Kaş’ın küçük gibi görünse de nefis şeylerle dopdolu bir çarşısı bulunuyor. Kendinizi kaybetme olasılığınız yüksek. Tabi ki coşkuyla o tezgâhtan bu dükkana, şu takıcıdan bu butiğe derken coşkuyla kendinizi kaybetmenizden söz ediyorum. Yoksa fiziksel olarak kaybolmanız çok mümkün değil bu minik kasabada. Yönünüz hep güney, hep mavi ve uzaklığınız da hep beş ila on dakika arasında kasabanın merkezindeyseniz eğer.
O zaman çarşı gezmesine en ünlü yerinden başlayalım: Uzun Çarşı. Meşhur Kral Mezarı’ndan başlayıp meydana kadar uzanan, üzerinde sağlı sollu gümüşçüler, giysi butikleri, antika ve dekoratif eşya satan dükkânlar ve bir de peştemalci bulunan bu minik sokak boyunca birbirinden zevkli şeyler göreceğinizden eminim. Bu taş kaplama sokağı yüzlerce kez Instagram’da görmüş olduğunuzdan da eminim. Zira yaz kalabalığında begonvillerle süslü cumbalı evlerinin tamamı, hele bir de arkadaki kral mezarını görüyorsa, poz vermek üzere sıraya girenler tarafından kapılmış oluyor! O yüzden fotoğraf istiyorsanız belki de sabah kimsecikler uyanmadan gelmelisiniz buraya. Yok, ben sadece gezmeye geldim diyorsanız akşam yemeği öncesi ve sonrası saatleri en cıvıltılı zamanlarıdır.

■ Veri kümesi satırları:

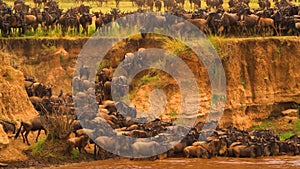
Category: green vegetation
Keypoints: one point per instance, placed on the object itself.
(174, 46)
(104, 64)
(263, 126)
(285, 135)
(284, 132)
(244, 84)
(296, 127)
(75, 153)
(173, 112)
(37, 147)
(146, 79)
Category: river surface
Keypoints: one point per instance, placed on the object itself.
(194, 163)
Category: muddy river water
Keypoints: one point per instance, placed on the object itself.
(194, 163)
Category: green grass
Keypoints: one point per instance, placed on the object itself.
(125, 6)
(174, 46)
(296, 127)
(146, 79)
(173, 112)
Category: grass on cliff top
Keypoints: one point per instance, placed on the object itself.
(284, 131)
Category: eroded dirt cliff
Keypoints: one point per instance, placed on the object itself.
(262, 74)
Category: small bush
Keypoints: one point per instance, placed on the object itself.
(147, 79)
(265, 125)
(173, 112)
(37, 147)
(296, 127)
(174, 46)
(285, 135)
(75, 153)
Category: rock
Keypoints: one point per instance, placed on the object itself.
(291, 112)
(3, 138)
(3, 165)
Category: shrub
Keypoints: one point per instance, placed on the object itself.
(285, 135)
(38, 146)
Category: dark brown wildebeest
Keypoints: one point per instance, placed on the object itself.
(214, 3)
(264, 25)
(31, 125)
(8, 126)
(197, 4)
(263, 4)
(31, 22)
(84, 9)
(157, 4)
(15, 21)
(21, 6)
(78, 142)
(85, 21)
(98, 21)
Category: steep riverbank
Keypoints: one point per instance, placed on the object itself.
(262, 74)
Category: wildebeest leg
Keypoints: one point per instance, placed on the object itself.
(39, 132)
(22, 133)
(26, 136)
(95, 151)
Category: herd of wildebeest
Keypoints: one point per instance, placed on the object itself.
(98, 120)
(239, 20)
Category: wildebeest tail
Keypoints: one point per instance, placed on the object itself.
(19, 130)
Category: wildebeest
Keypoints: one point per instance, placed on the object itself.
(34, 124)
(214, 3)
(8, 126)
(78, 142)
(85, 20)
(158, 5)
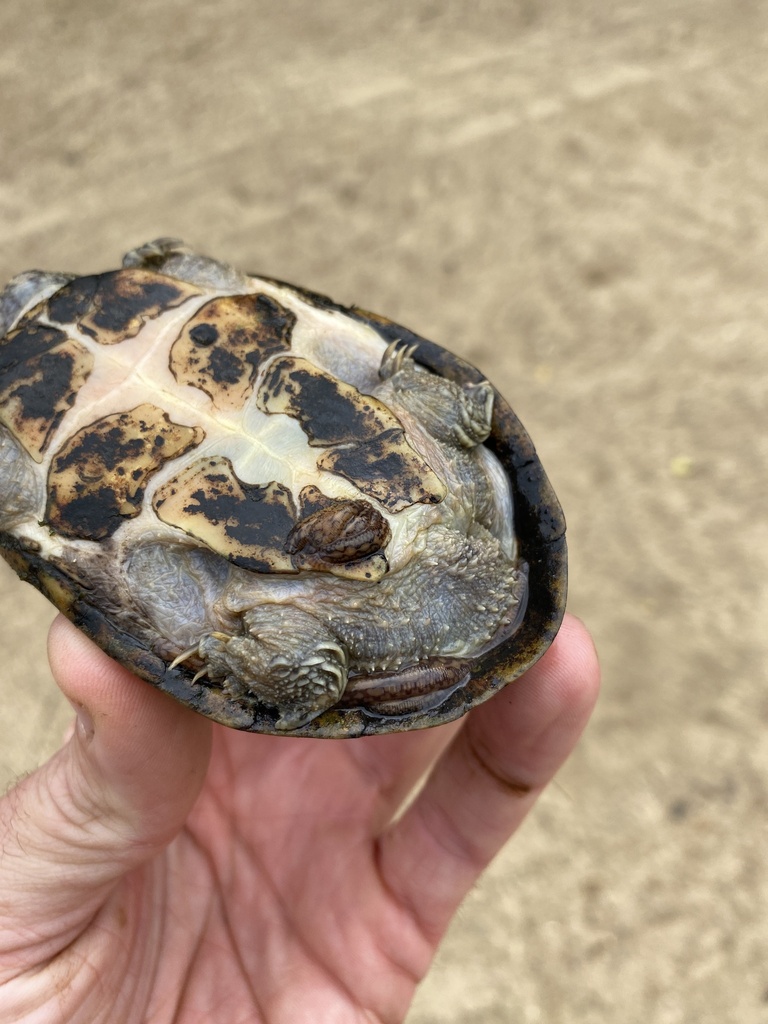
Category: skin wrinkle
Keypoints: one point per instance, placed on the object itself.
(289, 922)
(478, 753)
(372, 904)
(399, 901)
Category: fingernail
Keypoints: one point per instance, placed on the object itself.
(84, 722)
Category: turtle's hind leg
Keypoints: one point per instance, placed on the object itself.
(285, 658)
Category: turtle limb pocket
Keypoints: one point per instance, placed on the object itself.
(459, 415)
(285, 658)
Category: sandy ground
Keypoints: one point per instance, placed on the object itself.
(572, 196)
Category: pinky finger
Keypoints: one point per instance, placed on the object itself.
(487, 780)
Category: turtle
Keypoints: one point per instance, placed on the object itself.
(294, 516)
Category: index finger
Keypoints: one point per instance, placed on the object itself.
(488, 779)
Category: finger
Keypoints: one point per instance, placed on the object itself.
(391, 766)
(488, 779)
(117, 792)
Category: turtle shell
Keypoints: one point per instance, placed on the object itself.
(133, 441)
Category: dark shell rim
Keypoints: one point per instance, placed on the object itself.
(541, 534)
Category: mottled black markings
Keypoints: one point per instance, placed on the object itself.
(204, 334)
(112, 307)
(41, 372)
(98, 476)
(312, 500)
(365, 440)
(221, 348)
(247, 523)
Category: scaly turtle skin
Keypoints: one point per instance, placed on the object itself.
(293, 516)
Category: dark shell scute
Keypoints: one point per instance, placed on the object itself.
(98, 476)
(365, 441)
(112, 307)
(247, 523)
(41, 372)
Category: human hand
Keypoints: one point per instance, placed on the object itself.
(162, 868)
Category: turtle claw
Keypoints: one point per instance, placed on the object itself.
(286, 660)
(397, 356)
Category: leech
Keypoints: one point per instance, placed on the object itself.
(183, 656)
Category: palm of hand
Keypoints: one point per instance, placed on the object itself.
(275, 902)
(274, 884)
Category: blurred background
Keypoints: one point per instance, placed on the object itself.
(571, 196)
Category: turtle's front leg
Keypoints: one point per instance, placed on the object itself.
(285, 658)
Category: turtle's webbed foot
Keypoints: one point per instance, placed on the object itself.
(397, 356)
(286, 660)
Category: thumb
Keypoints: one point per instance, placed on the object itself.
(111, 799)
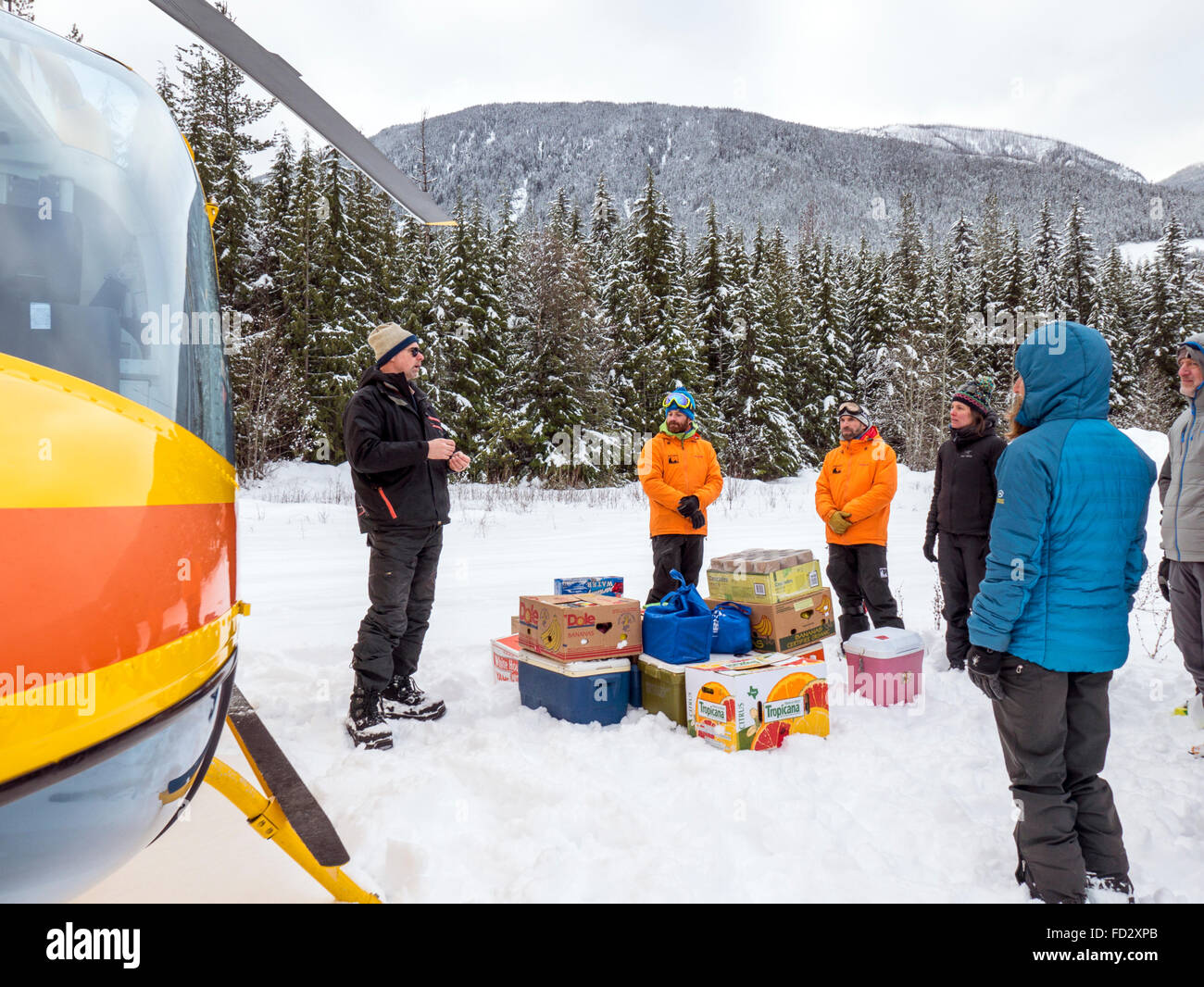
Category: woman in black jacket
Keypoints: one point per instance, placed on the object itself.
(962, 506)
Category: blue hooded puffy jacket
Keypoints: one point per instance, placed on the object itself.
(1068, 531)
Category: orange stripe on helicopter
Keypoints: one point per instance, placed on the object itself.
(71, 444)
(48, 722)
(95, 585)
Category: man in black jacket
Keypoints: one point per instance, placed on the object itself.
(962, 506)
(400, 456)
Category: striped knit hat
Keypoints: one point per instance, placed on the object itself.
(976, 394)
(388, 341)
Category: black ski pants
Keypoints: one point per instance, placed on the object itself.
(674, 552)
(1054, 729)
(961, 560)
(858, 574)
(401, 589)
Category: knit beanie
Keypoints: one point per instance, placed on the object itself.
(976, 395)
(856, 410)
(388, 341)
(679, 400)
(1192, 348)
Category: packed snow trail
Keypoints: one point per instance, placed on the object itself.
(500, 803)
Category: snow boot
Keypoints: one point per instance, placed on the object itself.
(1109, 890)
(365, 725)
(402, 699)
(850, 625)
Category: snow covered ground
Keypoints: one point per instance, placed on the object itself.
(500, 803)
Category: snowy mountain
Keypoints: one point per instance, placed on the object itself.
(1191, 177)
(758, 169)
(1003, 144)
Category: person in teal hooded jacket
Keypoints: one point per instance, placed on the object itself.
(1050, 621)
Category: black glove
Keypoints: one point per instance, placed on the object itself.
(686, 506)
(983, 666)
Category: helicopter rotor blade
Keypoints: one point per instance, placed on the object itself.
(282, 81)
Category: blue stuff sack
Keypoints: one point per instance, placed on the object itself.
(678, 629)
(731, 629)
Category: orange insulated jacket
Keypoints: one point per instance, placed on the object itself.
(672, 469)
(859, 478)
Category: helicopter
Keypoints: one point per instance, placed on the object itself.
(119, 588)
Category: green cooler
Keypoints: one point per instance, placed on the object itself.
(663, 687)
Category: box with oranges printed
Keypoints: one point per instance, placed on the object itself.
(755, 702)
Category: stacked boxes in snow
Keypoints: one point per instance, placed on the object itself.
(577, 653)
(790, 606)
(757, 701)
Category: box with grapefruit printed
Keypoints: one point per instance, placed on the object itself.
(755, 702)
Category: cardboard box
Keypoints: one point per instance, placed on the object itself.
(765, 588)
(507, 653)
(607, 585)
(755, 702)
(793, 624)
(761, 560)
(579, 627)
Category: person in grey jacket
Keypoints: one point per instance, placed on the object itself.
(1181, 490)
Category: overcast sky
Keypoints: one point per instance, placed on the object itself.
(1119, 79)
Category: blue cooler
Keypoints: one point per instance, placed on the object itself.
(581, 693)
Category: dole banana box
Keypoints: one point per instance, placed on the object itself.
(506, 653)
(755, 702)
(791, 624)
(765, 588)
(581, 626)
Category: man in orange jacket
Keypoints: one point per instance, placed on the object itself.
(679, 473)
(853, 494)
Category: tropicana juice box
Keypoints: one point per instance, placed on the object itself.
(581, 626)
(755, 702)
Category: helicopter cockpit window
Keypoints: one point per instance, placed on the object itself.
(107, 263)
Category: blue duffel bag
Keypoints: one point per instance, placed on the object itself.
(678, 629)
(731, 629)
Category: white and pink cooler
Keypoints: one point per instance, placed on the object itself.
(885, 665)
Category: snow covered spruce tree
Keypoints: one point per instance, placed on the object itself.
(466, 337)
(1116, 320)
(217, 115)
(1046, 295)
(1076, 268)
(558, 408)
(655, 333)
(1169, 318)
(759, 426)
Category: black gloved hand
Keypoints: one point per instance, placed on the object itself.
(686, 506)
(983, 666)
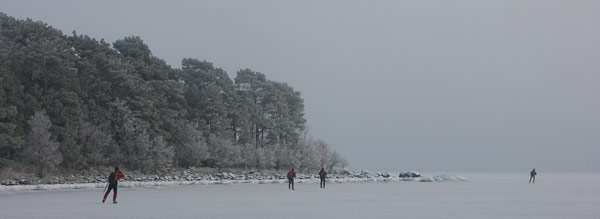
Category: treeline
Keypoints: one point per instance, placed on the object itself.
(74, 102)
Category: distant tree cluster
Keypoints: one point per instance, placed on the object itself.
(75, 102)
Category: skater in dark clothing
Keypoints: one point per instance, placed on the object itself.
(113, 180)
(532, 176)
(291, 176)
(322, 175)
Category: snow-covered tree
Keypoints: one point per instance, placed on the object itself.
(40, 148)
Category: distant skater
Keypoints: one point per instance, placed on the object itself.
(291, 176)
(532, 177)
(322, 175)
(113, 180)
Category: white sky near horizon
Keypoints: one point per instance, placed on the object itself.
(393, 85)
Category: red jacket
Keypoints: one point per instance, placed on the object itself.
(115, 177)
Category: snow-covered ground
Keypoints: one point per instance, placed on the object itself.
(555, 195)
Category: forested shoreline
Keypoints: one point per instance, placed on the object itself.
(71, 102)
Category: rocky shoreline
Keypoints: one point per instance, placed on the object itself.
(205, 177)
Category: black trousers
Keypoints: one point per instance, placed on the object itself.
(532, 177)
(111, 187)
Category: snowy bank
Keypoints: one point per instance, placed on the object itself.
(229, 178)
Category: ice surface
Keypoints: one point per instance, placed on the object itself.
(483, 196)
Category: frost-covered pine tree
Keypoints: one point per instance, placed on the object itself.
(40, 148)
(162, 153)
(192, 150)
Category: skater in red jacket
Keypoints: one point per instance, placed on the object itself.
(291, 176)
(113, 180)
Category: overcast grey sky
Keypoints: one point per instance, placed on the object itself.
(393, 85)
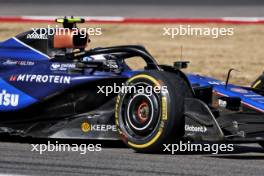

■ Görev listesi:
[1] Kaş çarşısı yazısındaki "Kaş’ın küçük gibi" sözlerinden "kasabanın merkezindeyseniz eğer." sözlerine kadar olan bölümü kelimesi kelimesine yeniden yazın.
[2] Kaş çarşısı yazısına göre şu ifadeler doğru mu: (a) Uzun Çarşı, Kral Mezarı'ndan meydana kadar uzanır; (b) Kaş'ta fiziksel olarak kaybolmak çok kolaydır; (c) yalnızca gezmeye gelenler için en cıvıltılı saatler sabahın erken saatleridir. Her biri için evet ya da hayır deyip yazıdaki belirleyici sözleri aynen alıntılayın.
[3] Kaş çarşısı yazısının devamını, son cümlenin ardından başlayarak yazın.
Bu materyali kullanmanız gerekmiyor.

■ Görev yanıtları:
[1]
Kaş’ın küçük gibi görünse de nefis şeylerle dopdolu bir çarşısı bulunuyor. Kendinizi kaybetme olasılığınız yüksek. Tabi ki coşkuyla o tezgâhtan bu dükkana, şu takıcıdan bu butiğe derken coşkuyla kendinizi kaybetmenizden söz ediyorum. Yoksa fiziksel olarak kaybolmanız çok mümkün değil bu minik kasabada. Yönünüz hep güney, hep mavi ve uzaklığınız da hep beş ila on dakika arasında kasabanın merkezindeyseniz eğer.

[2]
(a) Evet: "Meşhur Kral Mezarı’ndan başlayıp meydana kadar uzanan"
(b) Hayır: "Yoksa fiziksel olarak kaybolmanız çok mümkün değil bu minik kasabada."
(c) Hayır: "akşam yemeği öncesi ve sonrası saatleri en cıvıltılı zamanlarıdır"

[3]
Uzun Çarşı’yı kesen minik ara sokaklara girerek kendinizi bambaşka güzellikler arasında bulabilirsiniz. Gagarin rock barın önündeki avluda ve oradan Mavi Bar’a açılan ara sokakta pek çok takı ve süs eşyası tezgâhı bulunur. Barlar sokağı tarafına doğru çıkarsanız o tarafta da pek çok hediyelik eşyacı, giyim ve aksesuar dükkânı bulabilirsiniz. Zaten gözünüz ve gönlünüzün götürdüğü yere giderek kısa süre içinde Kaş’ın minik çarşı içini keşfetmiş olacaksınız.
Çarşı içlerinin dışında Küçükçakıl Plajı’na doğru çıkan yola sapacak olursanız bir Kaş klasiği olan Gallery Anatolia’daki seramik objelere mutlaka göz atmalısınız. Hideaway Bar’ın hemen yanında yer alan Kosta Boda adlı mağazada da yabancı sanatçıların ağırlıklı olarak cam işçiliği eserlerini bulabilirsiniz. Genellikle çarşı gezmesi için sapa kalıyor ama Kaş Otel tarafına uzanan yol üzerinde yer alan LikyaArt’a da mutlaka uğramalısınız. Ahşap gravürler, çizimler, baskı tişört ve bez çanta çeşitleri ve daha pek çok tasarımı bulabileceğiniz bu atölye-dükkândan ister kendinize ister sevdiklerinize hediyeler alabilirsiniz.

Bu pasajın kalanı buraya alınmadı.